- Texto da página -
-- -- --
Teoria e Política Económica: os grandes confrontos de ontem, hoje e amanhã, também – uma homenagem ao Joaquim Feio — Capítulo 2 — Texto 20. Ler Piero Sraffa é necessário para compreender a economia. Por Andrea Galeotti

Reflexos de uma trajetória intelectual conjunta ao longo de décadas – uma homenagem ao Joaquim Feio

 

Capítulo 2 – De Sraffa à necessidade de romper com o pensamento económico dominante. As grandes questões da macroeconomia

Seleção e tradução de Francisco Tavares

5 min de leitura

Texto 20 – Ler Piero Sraffa é necessário para compreender a economia

 Por Andrea Galeotti

Publicado por em 19 de Novembro de 2020 (original aqui)

 

 

Há 60 anos entrou nas livrarias Produção de mercadorias por meio de mercadorias”, obra fundamental de Piero Sraffa. Não nos deteremos no papel crucial que Sraffa desempenha na crítica da teoria marginalista e na controvérsia sobre o capital, também conhecida como “controvérsia entre os dois Cambridge”.

Este é justamente o aspecto pelo qual ele é mais famoso, apesar da condenação da contribuição sraffiana para a teoria económica pela chamada teoria dominante (leia-se, marginalista), como escreveu (talvez demasiado) pessimisticamente Giorgio Lunghini em ” Conflitto Crisi Incertezza” [1]. Com efeito, é provavelmente esta a razão que induz cada um de nós a estudar Sraffa.

No entanto, pretendemos aqui sublinhar um outro aspecto da actualidade imortal da contribuição de Sraffa. Com efeito, a nossa reflexão enquadra-se perfeitamente nos debates que, por uma questão de brevidade, podemos agrupar numa grande macrocategoria: definições e métodos da ciência económica.

Nas suas “Palestras avançadas sobre a teoria do valor” [2], antes de passar diretamente para o estudo da teoria do valor, Sraffa considera apropriado fazer aos seus alunos uma introdução mais genérica. Isto nada mais é do que uma premissa metodológica fundamental, pelo menos de acordo com Sraffa, para empreender o estudo daquilo que antes, e hoje cada vez menos, era geralmente definido como economia política.

Primeiro, diz Sraffa, “para compreender a moderna teoria do valor é necessário conhecer a história” (D2.4.3.F. 1). Mais precisamente, Sraffa sugere duas razões principais pelas quais a história da teoria do valor (leis, história da economia política) deve ser estudada. A primeira, que considera óbvia, é a necessidade de conhecer as suas origens. A segunda, e mais relevante, é que apenas um estudo de sua história permite uma compreensão consistente e completa do próprio significado da teoria.

O estudo da origem e evolução das doutrinas económicas, segundo Sraffa, não é tarefa exclusiva dos historiadores do pensamento económico. A história da economia política equivale, como a economia dominante sugere frequentemente, a preocupar-se com curiosidades. Pelo contrário, é – ou pelo menos deveria ser – um pré-requisito essencial de qualquer análise económica.
-- -- --
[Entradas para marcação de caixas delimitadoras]
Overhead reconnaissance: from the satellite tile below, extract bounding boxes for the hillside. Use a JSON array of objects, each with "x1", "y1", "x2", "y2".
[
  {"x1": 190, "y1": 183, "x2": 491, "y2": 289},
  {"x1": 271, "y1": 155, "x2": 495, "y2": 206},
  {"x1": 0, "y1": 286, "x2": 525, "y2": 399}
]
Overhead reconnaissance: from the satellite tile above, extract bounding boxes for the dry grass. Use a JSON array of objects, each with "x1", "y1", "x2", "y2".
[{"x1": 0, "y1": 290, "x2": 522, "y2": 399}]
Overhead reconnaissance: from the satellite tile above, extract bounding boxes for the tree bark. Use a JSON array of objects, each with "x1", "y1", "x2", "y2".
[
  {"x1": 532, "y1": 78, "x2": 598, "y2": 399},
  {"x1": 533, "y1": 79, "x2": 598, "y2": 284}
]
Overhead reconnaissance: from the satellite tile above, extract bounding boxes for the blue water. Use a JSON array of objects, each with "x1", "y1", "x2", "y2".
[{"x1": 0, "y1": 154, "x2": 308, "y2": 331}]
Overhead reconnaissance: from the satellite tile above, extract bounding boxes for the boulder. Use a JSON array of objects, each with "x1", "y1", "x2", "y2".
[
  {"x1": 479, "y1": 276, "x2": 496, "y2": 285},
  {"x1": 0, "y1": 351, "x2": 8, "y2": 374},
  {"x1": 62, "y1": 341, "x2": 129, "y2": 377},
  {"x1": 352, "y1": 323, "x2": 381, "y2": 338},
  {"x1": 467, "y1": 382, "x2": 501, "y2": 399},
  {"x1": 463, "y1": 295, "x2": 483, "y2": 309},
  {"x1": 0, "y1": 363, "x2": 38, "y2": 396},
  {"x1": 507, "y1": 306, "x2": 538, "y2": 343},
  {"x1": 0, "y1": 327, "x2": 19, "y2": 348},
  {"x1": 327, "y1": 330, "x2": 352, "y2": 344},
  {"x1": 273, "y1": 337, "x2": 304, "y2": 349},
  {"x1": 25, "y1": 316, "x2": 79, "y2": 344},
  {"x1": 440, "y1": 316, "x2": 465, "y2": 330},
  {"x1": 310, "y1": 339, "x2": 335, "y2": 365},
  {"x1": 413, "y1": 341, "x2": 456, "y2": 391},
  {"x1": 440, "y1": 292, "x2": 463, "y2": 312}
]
-- -- --
- Tarefas a realizar -
[a] Duplique integralmente todos os registos de marcação de caixas delimitadoras, sem qualquer alteração.
[b] Redija a parte seguinte do texto sobre Piero Sraffa e o estudo da história da economia política, dando-lhe seguimento a partir da última frase apresentada.
O texto e os registos não têm qualquer relação entre si.

- Resultados por tarefa -
[a]
Overhead reconnaissance: from the satellite tile below, extract bounding boxes for the hillside. Use a JSON array of objects, each with "x1", "y1", "x2", "y2".
[
  {"x1": 190, "y1": 183, "x2": 491, "y2": 289},
  {"x1": 271, "y1": 155, "x2": 495, "y2": 206},
  {"x1": 0, "y1": 286, "x2": 525, "y2": 399}
]
Overhead reconnaissance: from the satellite tile above, extract bounding boxes for the dry grass. Use a JSON array of objects, each with "x1", "y1", "x2", "y2".
[{"x1": 0, "y1": 290, "x2": 522, "y2": 399}]
Overhead reconnaissance: from the satellite tile above, extract bounding boxes for the tree bark. Use a JSON array of objects, each with "x1", "y1", "x2", "y2".
[
  {"x1": 532, "y1": 78, "x2": 598, "y2": 399},
  {"x1": 533, "y1": 79, "x2": 598, "y2": 284}
]
Overhead reconnaissance: from the satellite tile above, extract bounding boxes for the blue water. Use a JSON array of objects, each with "x1", "y1", "x2", "y2".
[{"x1": 0, "y1": 154, "x2": 308, "y2": 331}]
Overhead reconnaissance: from the satellite tile above, extract bounding boxes for the boulder. Use a JSON array of objects, each with "x1", "y1", "x2", "y2".
[
  {"x1": 479, "y1": 276, "x2": 496, "y2": 285},
  {"x1": 0, "y1": 351, "x2": 8, "y2": 374},
  {"x1": 62, "y1": 341, "x2": 129, "y2": 377},
  {"x1": 352, "y1": 323, "x2": 381, "y2": 338},
  {"x1": 467, "y1": 382, "x2": 501, "y2": 399},
  {"x1": 463, "y1": 295, "x2": 483, "y2": 309},
  {"x1": 0, "y1": 363, "x2": 38, "y2": 396},
  {"x1": 507, "y1": 306, "x2": 538, "y2": 343},
  {"x1": 0, "y1": 327, "x2": 19, "y2": 348},
  {"x1": 327, "y1": 330, "x2": 352, "y2": 344},
  {"x1": 273, "y1": 337, "x2": 304, "y2": 349},
  {"x1": 25, "y1": 316, "x2": 79, "y2": 344},
  {"x1": 440, "y1": 316, "x2": 465, "y2": 330},
  {"x1": 310, "y1": 339, "x2": 335, "y2": 365},
  {"x1": 413, "y1": 341, "x2": 456, "y2": 391},
  {"x1": 440, "y1": 292, "x2": 463, "y2": 312}
]

[b]
Como Sraffa comenta, qualquer teoria está inevitavelmente ancorada nas suas origens:

As teorias económicas, antigas ou modernas, não surgem simplesmente como resultado de mera curiosidade intelectual […]. Surgem de problemas práticos que afectam a comunidade e necessitam de uma solução.” (D2. 4. 3.F. 2)

Sendo concebidas como teorias e não como meras crenças (ou opiniões, ou conjecturas), então, os argumentos que propõem para resolver tais problemas de natureza prática (e sugerir soluções) são apoiados – e protegidos – por uma forma de universalidade ou, mais modestamente, de generalização:

“Os interesses opostos apoiam uma solução ou outra e adotam argumentos teóricos ou universais para provar que a solução que propõem está em conformidade com as leis naturais, ou que seria implementada no interesse público, ou no interesse da classe dominante ou qualquer que seja a ideologia dominante num determinado momento”. (D2. 4. 3.F. 2)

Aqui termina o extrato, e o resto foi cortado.